• **Exercise 1**:
Answer these questions using the text below on simplifying the verification formula. Mark each answer with its letter.
(a) How many games were played in total in the LTC test?
(b) How many of the 37 positions does master solve?
(c) What kind of positions was the verification formula added to better detect?
• **Exercise 2**:
Decide whether each statement agrees with the text below on simplifying the verification formula. For each one, answer yes or no and quote the words of the text that settle it.
(a) The patch passed the STC test.
(b) The zugzwang-suite benchmark was run on several cores.
(c) On Position #17, the patch found the solution faster than master.
• **Exercise 3**: Continue the text on simplifying the verification formula, starting right after its last sentence.
::: Text section
Verification Formula Simplification #5026

FauziAkram · 2024-01-31T22:59:36Z

Simplifying the verification formula, which was added in order to better detect zugzwang positions.

Passed STC:
LLR: 2.93 (-2.94,2.94) <-1.75,0.25>
Total: 60160 W: 15529 L: 15336 D: 29295
Ptnml(0-2): 241, 6702, 16005, 6887, 245
https://tests.stockfishchess.org/tests/view/65b78dffc865510db027530e

Passed LTC:
LLR: 2.94 (-2.94,2.94) <-1.75,0.25>
Total: 159414 W: 39970 L: 39891 D: 79553
Ptnml(0-2): 95, 17369, 44694, 17460, 89
https://tests.stockfishchess.org/tests/view/65b80835c865510db0275b73

Benchmark with zugzwang-suite (see #1338 ), single core, max 45 secs per position:
Patch solves 31 out of 37 - (After the study that follows changed to 32 out of 37)
Master solves 32 out of 37

However, there is alot to be said about this epd suite after I studied it and our master and this patch interaction with it.

Below are the important notes that I was able to deduct.

Position #17: Both variations were able to solve it, but tbh master solved it much quicker than patch.
::::::
::: Material provided
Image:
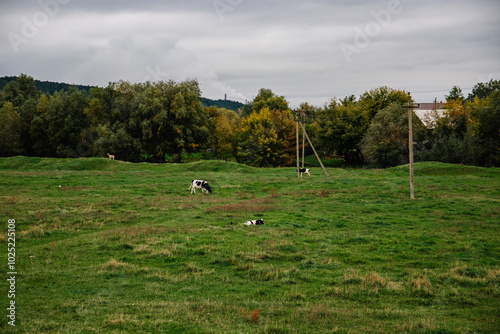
::::::
• **Exercise answer 1**:
(a) 159414
(b) 32
(c) Zugzwang positions

• **Exercise answer 2**:
(a) Yes: "Passed STC:"
(b) No: "single core, max 45 secs per position"
(c) No: "master solved it much quicker than patch."

• **Exercise answer 3**:
Position #18 : None of the two variations were able to solve it
Position #19 : None of the two variations were able to solve it
Position #21 : The epd solution here is wrong, as it states that Ke3 and Kd3 are both valid solutions, but in reality, only Kd3 leads to white to win, while Ke3 leads only to draw, and by the way both master and patch didn't see the win, master opted for Ke3 with eval of 0.00 and patch opted for Nc3 also with eval 0.00, but none of them was able to see that Kd3 wins (And epd should be adjusted to remove Ke3 as a valid solution)
Position #28 : Both variations saw the win, but both of them opted to waste two extra plys with a repetition, opting for Nc3+ Kb4 Nd5+ Ka4, and then going for the valid solution with f4, and to be honest I don't see anything wrong with it, as long as the win was foreseen.
Position #33 : Both variations similarly opted for Kd7, which similarly to position 28, also leads to a win, but with a few extra plys, and both of them get stuck for a long time when analyzing this position (@peregrineshahin so, since you are investigating this SF issue, you can also use this position as testing material)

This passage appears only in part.